> 本文

<<<<

人形劇団かじまやぁ代表の桑江純子さん(左)と夫の良健さん=名護市済井出の「かじまやぁ美術館」 写真・村山 望

2月20日、「人形劇団かじまやぁ」による創作人形劇「チョンダラー(京太郎)」の公演が、あおぞらっ子保育園(沖縄市安慶田)で行われた。会場に集まった0歳から5歳の約80人の子どもたちと地元のお年寄りは、舞台を前後左右に動き回る人形たちに最後までくぎ付けになった。かじまやぁは1974年に発足。人形劇を通して、子どもたちに沖縄の文化を伝え続けている。

歓声や拍手を送りながら人形劇を鑑賞した子どもたち=2月20日、沖縄市安慶田のあおぞらっ子保育園

30体以上のカラフルな人形が入れ替わり立ち替わり登場する。宙を舞い、皿を回し、エイサー踊りもする。舞台の裏で指人形を操るのは桑江純子さん(68)と夫の良健さん(71)。二人が手にした途端、人形たちの頭や手足が魂が込められたように動き出す。

純子さんが「人形劇団かじまやぁ」を設立した背景にあったのは「沖縄の言葉や文化が失われてしまうという危機感」だ。

「もともとは沖縄が大嫌いだった」という純子さん。短大の保育科に進学後、離島を旅するようになり、沖縄の文化や自然の素晴らしさに気付いた。

>>>>

> 取り組む課題
**A)** 本文のうち、「歓声や拍手を送りながら人形劇」から「れてしまうという危機感」だ。」までの部分（両端を含む）を、一字一句違えずに書き写してください。
**B)** 本文の内容を2文で要約してください。
解答には本文の記述のみを用いてください。

> 項目
<<<<

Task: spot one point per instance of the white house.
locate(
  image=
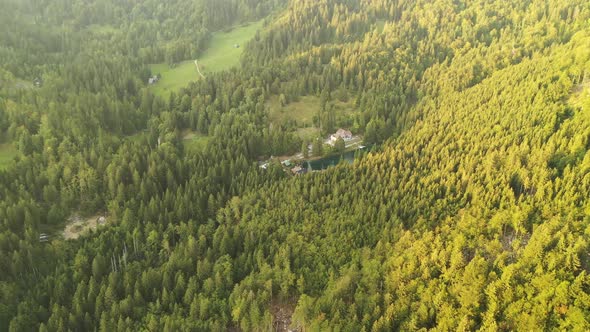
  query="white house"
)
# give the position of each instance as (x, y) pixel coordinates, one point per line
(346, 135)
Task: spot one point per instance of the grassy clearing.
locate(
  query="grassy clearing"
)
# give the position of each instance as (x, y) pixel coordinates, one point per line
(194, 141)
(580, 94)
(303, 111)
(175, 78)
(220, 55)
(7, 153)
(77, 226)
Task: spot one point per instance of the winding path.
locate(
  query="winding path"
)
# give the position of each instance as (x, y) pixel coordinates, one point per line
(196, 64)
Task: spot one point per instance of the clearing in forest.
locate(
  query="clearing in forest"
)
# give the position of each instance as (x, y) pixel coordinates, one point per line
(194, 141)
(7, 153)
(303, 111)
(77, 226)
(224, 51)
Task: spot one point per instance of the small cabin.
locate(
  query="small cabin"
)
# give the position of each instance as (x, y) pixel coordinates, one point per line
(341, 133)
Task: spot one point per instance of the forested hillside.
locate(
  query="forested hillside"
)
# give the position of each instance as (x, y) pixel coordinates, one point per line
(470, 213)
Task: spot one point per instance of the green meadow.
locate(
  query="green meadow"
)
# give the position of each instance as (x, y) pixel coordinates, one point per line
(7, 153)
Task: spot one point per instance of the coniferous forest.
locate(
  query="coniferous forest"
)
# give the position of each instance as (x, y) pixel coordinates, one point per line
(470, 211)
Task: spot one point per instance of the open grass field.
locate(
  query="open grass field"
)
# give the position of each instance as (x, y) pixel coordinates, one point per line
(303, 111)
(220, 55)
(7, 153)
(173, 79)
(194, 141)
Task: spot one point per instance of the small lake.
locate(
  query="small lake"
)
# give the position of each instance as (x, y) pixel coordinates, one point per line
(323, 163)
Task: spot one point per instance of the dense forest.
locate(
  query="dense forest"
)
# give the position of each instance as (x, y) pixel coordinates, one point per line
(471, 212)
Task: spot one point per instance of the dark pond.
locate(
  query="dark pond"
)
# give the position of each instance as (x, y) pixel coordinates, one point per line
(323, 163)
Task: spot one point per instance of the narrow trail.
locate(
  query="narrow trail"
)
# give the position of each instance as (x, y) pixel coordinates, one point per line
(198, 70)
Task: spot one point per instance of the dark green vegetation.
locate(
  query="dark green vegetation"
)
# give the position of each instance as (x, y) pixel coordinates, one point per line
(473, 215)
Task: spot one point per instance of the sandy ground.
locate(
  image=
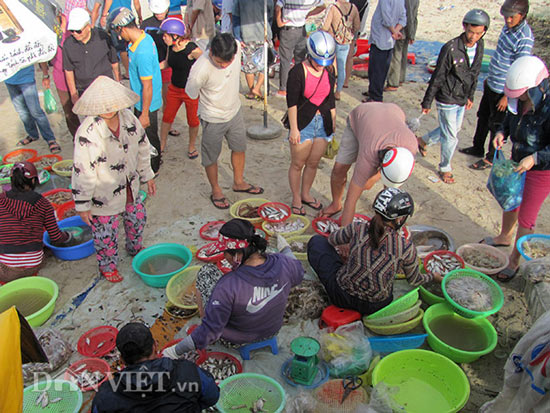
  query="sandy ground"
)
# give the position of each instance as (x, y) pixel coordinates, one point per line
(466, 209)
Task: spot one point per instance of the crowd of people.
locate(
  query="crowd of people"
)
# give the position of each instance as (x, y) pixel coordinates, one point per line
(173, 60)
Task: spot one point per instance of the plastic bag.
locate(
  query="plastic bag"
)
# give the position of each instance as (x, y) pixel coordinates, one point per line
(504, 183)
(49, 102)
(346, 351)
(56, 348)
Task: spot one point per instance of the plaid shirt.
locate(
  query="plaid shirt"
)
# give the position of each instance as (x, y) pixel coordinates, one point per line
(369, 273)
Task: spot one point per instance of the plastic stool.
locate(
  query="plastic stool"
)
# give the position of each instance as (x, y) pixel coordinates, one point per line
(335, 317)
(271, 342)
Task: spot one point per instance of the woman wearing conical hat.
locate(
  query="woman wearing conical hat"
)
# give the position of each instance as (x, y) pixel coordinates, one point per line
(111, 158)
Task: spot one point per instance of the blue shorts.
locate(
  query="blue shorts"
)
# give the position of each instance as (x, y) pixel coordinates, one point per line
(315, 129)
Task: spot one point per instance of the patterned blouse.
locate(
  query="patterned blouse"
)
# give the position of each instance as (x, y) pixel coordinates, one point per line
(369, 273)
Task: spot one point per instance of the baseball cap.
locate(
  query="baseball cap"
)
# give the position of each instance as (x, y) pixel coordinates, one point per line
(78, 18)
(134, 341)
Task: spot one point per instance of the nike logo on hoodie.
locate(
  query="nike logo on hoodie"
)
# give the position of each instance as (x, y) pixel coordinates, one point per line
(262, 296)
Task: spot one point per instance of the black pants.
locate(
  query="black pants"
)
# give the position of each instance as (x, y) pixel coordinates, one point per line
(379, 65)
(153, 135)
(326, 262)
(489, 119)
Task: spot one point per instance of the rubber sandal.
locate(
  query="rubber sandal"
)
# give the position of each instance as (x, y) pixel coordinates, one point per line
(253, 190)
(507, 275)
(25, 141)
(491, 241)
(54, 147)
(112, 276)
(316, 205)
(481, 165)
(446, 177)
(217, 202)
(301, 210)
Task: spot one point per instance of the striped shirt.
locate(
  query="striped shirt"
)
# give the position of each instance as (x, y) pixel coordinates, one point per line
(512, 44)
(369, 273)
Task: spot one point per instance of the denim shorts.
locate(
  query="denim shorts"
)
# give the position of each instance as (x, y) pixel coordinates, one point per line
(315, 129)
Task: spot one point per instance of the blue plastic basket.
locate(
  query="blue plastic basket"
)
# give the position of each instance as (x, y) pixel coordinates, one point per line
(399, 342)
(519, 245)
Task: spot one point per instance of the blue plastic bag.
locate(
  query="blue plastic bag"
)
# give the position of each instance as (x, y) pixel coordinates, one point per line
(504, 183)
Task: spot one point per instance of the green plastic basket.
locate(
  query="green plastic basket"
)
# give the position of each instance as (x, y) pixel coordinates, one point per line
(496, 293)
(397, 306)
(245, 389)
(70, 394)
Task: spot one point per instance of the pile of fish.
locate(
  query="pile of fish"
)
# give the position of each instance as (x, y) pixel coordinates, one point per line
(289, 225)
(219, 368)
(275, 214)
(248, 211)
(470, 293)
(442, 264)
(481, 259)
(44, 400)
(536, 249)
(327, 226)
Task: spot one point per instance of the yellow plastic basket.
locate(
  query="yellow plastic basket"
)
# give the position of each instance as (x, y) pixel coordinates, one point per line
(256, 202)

>>>>
<<<<

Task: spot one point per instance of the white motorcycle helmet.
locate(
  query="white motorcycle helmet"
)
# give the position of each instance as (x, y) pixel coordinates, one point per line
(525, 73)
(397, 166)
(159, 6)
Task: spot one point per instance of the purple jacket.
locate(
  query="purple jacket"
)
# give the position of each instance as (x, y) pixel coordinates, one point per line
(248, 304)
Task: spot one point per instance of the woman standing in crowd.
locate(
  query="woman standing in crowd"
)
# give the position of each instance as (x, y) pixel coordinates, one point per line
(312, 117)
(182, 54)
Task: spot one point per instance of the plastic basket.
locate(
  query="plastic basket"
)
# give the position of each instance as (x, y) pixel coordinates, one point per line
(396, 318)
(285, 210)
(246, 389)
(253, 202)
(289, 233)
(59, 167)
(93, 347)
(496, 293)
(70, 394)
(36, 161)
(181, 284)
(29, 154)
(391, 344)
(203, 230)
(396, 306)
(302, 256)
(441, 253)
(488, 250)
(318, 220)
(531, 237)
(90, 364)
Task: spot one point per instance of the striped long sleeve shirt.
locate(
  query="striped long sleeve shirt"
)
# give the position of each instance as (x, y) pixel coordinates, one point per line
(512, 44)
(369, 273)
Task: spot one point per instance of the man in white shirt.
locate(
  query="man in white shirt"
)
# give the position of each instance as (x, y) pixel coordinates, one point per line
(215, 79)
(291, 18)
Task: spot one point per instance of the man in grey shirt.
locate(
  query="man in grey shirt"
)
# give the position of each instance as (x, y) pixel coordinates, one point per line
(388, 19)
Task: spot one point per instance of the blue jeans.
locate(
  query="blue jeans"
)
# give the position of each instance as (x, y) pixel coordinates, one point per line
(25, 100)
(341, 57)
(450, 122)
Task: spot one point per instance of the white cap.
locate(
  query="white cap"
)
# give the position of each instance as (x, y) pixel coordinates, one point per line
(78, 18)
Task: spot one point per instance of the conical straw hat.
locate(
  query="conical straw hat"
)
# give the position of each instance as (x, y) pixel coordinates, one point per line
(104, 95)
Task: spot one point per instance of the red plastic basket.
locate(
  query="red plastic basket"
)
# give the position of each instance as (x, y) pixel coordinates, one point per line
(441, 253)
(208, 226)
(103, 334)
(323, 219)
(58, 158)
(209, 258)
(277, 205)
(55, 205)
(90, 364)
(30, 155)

>>>>
<<<<

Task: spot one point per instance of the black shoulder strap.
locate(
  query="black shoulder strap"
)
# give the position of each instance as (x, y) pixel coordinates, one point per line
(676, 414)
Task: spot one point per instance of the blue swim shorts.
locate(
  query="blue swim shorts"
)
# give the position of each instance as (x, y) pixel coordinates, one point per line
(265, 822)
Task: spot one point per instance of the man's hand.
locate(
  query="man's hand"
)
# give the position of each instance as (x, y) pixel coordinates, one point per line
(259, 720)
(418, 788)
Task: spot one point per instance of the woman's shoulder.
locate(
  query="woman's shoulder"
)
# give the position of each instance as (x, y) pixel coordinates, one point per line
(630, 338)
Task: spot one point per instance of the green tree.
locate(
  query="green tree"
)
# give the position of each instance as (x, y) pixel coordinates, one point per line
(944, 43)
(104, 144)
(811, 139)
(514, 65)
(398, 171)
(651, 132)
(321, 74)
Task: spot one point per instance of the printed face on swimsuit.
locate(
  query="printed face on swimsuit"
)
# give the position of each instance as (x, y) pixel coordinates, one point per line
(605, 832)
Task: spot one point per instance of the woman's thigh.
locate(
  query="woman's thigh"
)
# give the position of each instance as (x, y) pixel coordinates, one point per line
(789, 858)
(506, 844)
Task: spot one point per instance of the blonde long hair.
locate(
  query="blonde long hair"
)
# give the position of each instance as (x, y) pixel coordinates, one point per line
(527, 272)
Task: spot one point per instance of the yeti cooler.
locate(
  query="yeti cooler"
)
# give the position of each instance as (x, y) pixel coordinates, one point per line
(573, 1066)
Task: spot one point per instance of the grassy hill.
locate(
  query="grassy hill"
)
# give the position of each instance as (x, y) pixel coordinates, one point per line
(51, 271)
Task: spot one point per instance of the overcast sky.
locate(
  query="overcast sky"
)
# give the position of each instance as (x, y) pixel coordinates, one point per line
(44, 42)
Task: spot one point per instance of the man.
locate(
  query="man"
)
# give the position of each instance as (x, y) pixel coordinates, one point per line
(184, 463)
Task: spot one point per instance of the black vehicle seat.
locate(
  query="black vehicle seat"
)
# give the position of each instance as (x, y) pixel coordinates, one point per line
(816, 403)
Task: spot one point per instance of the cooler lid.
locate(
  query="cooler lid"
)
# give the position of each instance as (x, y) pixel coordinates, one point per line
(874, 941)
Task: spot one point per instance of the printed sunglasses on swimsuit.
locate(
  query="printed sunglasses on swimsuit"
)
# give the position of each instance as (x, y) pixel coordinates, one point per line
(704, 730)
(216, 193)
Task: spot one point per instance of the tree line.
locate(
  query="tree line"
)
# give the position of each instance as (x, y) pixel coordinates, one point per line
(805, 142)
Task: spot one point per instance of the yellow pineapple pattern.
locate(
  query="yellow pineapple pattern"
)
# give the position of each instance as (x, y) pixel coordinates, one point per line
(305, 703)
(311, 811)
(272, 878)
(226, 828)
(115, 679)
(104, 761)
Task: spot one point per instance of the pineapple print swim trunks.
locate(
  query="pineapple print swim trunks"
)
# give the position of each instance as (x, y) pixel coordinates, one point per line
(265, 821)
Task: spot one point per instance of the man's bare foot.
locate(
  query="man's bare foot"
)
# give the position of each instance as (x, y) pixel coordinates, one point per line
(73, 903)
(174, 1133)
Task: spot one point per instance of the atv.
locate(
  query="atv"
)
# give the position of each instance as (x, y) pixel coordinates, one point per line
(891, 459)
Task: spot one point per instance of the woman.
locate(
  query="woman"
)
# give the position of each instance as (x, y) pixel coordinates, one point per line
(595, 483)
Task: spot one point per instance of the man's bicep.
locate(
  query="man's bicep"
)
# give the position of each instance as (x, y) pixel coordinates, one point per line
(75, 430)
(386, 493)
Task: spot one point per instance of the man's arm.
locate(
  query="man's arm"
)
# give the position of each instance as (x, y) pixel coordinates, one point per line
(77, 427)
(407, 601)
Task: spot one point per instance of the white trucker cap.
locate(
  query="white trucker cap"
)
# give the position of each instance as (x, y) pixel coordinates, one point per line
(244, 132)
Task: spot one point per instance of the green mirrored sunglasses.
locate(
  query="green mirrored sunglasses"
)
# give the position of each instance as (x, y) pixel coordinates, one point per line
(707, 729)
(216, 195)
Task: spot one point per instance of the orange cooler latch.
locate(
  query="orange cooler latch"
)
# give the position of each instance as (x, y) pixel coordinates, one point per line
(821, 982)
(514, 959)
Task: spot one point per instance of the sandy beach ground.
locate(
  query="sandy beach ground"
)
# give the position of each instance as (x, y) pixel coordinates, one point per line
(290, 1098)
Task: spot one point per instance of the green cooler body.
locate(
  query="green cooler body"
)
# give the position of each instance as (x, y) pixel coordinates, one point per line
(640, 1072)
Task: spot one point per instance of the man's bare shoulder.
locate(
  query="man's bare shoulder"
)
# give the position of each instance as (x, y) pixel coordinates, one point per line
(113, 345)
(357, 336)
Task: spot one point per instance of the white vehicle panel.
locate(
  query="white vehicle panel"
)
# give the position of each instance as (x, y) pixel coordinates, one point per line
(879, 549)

>>>>

> 課題別の解答
**A)**
歓声や拍手を送りながら人形劇を鑑賞した子どもたち=2月20日、沖縄市安慶田のあおぞらっ子保育園

30体以上のカラフルな人形が入れ替わり立ち替わり登場する。宙を舞い、皿を回し、エイサー踊りもする。舞台の裏で指人形を操るのは桑江純子さん(68)と夫の良健さん(71)。二人が手にした途端、人形たちの頭や手足が魂が込められたように動き出す。

純子さんが「人形劇団かじまやぁ」を設立した背景にあったのは「沖縄の言葉や文化が失われてしまうという危機感」だ。

**B)** 1974年に発足した「人形劇団かじまやぁ」は人形劇を通して子どもたちに沖縄の文化を伝え続けており、2月20日にはあおぞらっ子保育園（沖縄市安慶田）で創作人形劇「チョンダラー（京太郎）」を公演し、子どもたちと地元のお年寄りを最後まで引きつけた。代表の桑江純子さんが劇団を設立した背景には、沖縄の言葉や文化が失われてしまうという危機感があった。